## WORK TO DO
Reproduce word for word the part of the data below that opens with the line containing "[tag] buddha's eye (a dot for each instance)" and runs through the end of the data, including that first line.

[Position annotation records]
* Start *
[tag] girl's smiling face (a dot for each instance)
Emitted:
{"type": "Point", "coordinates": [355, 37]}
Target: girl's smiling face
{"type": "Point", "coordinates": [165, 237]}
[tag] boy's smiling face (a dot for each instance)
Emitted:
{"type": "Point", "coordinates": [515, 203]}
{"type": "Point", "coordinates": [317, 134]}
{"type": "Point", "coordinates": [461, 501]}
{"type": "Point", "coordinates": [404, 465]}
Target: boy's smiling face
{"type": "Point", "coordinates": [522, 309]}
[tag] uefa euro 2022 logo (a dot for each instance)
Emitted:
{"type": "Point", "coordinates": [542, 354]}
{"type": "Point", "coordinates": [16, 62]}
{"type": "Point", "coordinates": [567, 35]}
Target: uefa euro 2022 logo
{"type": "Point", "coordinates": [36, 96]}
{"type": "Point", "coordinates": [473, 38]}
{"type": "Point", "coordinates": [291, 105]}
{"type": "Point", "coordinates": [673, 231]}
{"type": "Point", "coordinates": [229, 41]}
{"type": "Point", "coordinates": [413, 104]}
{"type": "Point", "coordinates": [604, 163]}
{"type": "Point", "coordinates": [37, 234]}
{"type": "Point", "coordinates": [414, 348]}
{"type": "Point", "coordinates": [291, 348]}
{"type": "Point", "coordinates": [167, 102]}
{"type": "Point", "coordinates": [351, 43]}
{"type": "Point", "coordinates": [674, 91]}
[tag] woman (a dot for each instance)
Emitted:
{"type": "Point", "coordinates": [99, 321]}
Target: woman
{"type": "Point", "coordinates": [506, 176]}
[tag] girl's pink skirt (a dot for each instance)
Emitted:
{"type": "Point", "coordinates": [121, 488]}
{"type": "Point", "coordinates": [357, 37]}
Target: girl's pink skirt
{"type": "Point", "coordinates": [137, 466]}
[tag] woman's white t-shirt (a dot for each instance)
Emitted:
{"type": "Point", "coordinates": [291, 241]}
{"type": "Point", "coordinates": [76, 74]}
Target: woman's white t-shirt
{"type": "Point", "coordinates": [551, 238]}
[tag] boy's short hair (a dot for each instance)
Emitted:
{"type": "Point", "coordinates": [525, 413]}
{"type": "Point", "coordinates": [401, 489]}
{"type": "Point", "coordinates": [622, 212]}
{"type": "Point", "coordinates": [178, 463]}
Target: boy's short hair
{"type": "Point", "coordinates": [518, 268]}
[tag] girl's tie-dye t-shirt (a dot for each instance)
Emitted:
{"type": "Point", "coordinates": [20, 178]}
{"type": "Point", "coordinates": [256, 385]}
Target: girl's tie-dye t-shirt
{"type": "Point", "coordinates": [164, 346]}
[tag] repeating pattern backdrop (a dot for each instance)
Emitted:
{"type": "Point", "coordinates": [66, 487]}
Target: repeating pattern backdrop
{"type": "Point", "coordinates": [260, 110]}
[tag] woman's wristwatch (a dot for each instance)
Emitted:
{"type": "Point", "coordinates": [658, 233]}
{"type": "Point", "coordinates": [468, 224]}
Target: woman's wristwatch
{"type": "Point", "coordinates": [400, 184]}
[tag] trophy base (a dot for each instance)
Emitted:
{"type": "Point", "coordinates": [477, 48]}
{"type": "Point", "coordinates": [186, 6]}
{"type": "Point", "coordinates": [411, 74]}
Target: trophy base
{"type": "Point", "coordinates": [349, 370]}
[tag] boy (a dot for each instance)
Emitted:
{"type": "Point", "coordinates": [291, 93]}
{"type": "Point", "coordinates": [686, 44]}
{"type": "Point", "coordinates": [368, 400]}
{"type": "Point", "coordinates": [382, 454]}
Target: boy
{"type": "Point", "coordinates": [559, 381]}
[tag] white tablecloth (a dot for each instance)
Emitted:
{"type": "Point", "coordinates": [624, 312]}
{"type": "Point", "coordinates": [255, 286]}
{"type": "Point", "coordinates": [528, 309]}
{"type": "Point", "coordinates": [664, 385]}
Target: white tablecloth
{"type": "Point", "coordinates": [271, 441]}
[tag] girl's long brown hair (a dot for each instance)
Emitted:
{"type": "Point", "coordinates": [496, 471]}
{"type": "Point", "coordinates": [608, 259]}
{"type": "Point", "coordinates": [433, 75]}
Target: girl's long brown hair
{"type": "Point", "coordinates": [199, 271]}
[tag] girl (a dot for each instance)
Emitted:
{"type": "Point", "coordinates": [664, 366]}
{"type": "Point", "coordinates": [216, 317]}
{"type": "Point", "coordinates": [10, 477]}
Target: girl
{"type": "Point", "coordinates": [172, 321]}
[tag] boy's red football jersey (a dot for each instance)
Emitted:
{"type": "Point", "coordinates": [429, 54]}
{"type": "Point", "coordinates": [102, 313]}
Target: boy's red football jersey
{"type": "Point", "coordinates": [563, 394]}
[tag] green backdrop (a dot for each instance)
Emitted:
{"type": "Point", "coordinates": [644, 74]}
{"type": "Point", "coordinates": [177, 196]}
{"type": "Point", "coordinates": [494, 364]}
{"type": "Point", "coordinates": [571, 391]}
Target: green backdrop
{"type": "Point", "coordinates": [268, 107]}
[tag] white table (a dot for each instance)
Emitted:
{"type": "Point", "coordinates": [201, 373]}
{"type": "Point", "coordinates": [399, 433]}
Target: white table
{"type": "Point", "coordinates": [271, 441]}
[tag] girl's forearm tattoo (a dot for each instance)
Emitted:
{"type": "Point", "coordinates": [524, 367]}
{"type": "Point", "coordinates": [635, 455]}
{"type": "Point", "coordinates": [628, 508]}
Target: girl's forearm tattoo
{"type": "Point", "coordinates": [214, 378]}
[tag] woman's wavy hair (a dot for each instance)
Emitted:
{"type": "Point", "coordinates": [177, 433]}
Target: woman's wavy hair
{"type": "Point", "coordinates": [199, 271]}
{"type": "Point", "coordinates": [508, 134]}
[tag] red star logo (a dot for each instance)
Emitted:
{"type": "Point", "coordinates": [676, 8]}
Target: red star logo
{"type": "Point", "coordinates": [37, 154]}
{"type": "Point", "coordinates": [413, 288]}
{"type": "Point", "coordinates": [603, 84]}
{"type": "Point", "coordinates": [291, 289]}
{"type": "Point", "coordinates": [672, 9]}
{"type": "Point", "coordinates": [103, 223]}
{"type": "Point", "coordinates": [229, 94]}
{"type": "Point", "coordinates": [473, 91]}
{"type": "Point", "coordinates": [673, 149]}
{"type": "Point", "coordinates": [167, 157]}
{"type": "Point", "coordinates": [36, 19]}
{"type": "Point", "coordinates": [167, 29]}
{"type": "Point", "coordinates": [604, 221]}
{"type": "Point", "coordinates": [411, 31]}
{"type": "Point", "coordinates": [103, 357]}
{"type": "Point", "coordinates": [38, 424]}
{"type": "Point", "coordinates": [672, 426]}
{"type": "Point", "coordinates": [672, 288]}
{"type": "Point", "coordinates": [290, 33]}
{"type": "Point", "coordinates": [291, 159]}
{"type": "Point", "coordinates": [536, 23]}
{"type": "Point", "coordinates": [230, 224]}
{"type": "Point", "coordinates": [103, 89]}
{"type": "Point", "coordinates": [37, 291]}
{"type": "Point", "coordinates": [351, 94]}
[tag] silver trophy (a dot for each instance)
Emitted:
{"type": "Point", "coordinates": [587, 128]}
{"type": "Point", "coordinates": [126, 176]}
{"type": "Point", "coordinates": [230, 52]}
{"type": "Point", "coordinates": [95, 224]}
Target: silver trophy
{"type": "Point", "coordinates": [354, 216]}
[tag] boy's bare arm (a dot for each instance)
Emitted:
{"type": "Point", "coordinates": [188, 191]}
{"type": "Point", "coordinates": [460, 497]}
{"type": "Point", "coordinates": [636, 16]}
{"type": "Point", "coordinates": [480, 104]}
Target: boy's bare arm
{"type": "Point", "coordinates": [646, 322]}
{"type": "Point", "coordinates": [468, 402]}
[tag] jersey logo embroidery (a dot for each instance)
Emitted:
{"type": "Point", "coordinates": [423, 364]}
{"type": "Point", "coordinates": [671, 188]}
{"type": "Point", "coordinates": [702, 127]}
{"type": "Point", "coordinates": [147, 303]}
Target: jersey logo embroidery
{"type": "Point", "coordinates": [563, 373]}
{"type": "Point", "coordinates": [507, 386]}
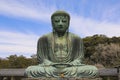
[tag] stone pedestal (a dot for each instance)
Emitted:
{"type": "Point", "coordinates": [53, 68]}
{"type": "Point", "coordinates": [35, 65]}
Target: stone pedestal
{"type": "Point", "coordinates": [62, 79]}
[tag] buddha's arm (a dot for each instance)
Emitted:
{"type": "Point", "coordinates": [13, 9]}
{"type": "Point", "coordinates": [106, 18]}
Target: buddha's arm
{"type": "Point", "coordinates": [80, 52]}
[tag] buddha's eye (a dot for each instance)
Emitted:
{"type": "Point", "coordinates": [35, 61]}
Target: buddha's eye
{"type": "Point", "coordinates": [56, 20]}
{"type": "Point", "coordinates": [64, 20]}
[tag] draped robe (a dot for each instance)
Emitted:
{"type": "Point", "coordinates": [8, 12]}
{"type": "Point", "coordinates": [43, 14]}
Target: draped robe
{"type": "Point", "coordinates": [69, 64]}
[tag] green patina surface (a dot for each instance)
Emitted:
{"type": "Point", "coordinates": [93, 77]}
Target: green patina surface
{"type": "Point", "coordinates": [60, 52]}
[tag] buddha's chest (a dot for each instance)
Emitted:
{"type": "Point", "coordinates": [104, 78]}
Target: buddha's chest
{"type": "Point", "coordinates": [61, 48]}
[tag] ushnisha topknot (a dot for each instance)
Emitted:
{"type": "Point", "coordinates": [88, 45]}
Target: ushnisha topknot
{"type": "Point", "coordinates": [60, 12]}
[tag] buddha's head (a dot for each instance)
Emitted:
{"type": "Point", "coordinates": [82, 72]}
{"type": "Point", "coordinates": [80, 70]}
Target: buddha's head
{"type": "Point", "coordinates": [60, 21]}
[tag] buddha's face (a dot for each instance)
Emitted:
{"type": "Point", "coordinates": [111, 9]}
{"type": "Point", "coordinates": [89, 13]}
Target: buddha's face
{"type": "Point", "coordinates": [60, 23]}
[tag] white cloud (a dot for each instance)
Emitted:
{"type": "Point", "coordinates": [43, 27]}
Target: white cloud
{"type": "Point", "coordinates": [25, 10]}
{"type": "Point", "coordinates": [14, 42]}
{"type": "Point", "coordinates": [89, 27]}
* End *
## FINAL RESULT
[tag] buddha's eye (a dot for each instance)
Emitted:
{"type": "Point", "coordinates": [35, 61]}
Target: buddha's eye
{"type": "Point", "coordinates": [56, 20]}
{"type": "Point", "coordinates": [64, 20]}
[tag] draped robe (a dot for each instance)
Emitted:
{"type": "Point", "coordinates": [8, 12]}
{"type": "Point", "coordinates": [43, 14]}
Target: draped robe
{"type": "Point", "coordinates": [69, 64]}
[tag] green patina surface (a dot for each instance)
Emitted:
{"type": "Point", "coordinates": [93, 77]}
Target: green patina surface
{"type": "Point", "coordinates": [60, 52]}
[tag] buddha's chest (a dot for each instance)
Emitted:
{"type": "Point", "coordinates": [104, 78]}
Target: buddha's chest
{"type": "Point", "coordinates": [61, 48]}
[tag] ushnisha topknot (a dot for each instance)
Emitted:
{"type": "Point", "coordinates": [88, 45]}
Target: ushnisha topknot
{"type": "Point", "coordinates": [60, 12]}
[tag] buddha's head (a dot for each instance)
Emitted:
{"type": "Point", "coordinates": [82, 72]}
{"type": "Point", "coordinates": [80, 70]}
Target: buddha's head
{"type": "Point", "coordinates": [60, 21]}
[tag] buddha's face (a dot for each instance)
Emitted:
{"type": "Point", "coordinates": [111, 9]}
{"type": "Point", "coordinates": [89, 13]}
Target: buddha's face
{"type": "Point", "coordinates": [60, 23]}
[tag] white cloud (a dot for each instance)
Emitted:
{"type": "Point", "coordinates": [43, 27]}
Target: white cloud
{"type": "Point", "coordinates": [25, 10]}
{"type": "Point", "coordinates": [14, 42]}
{"type": "Point", "coordinates": [89, 27]}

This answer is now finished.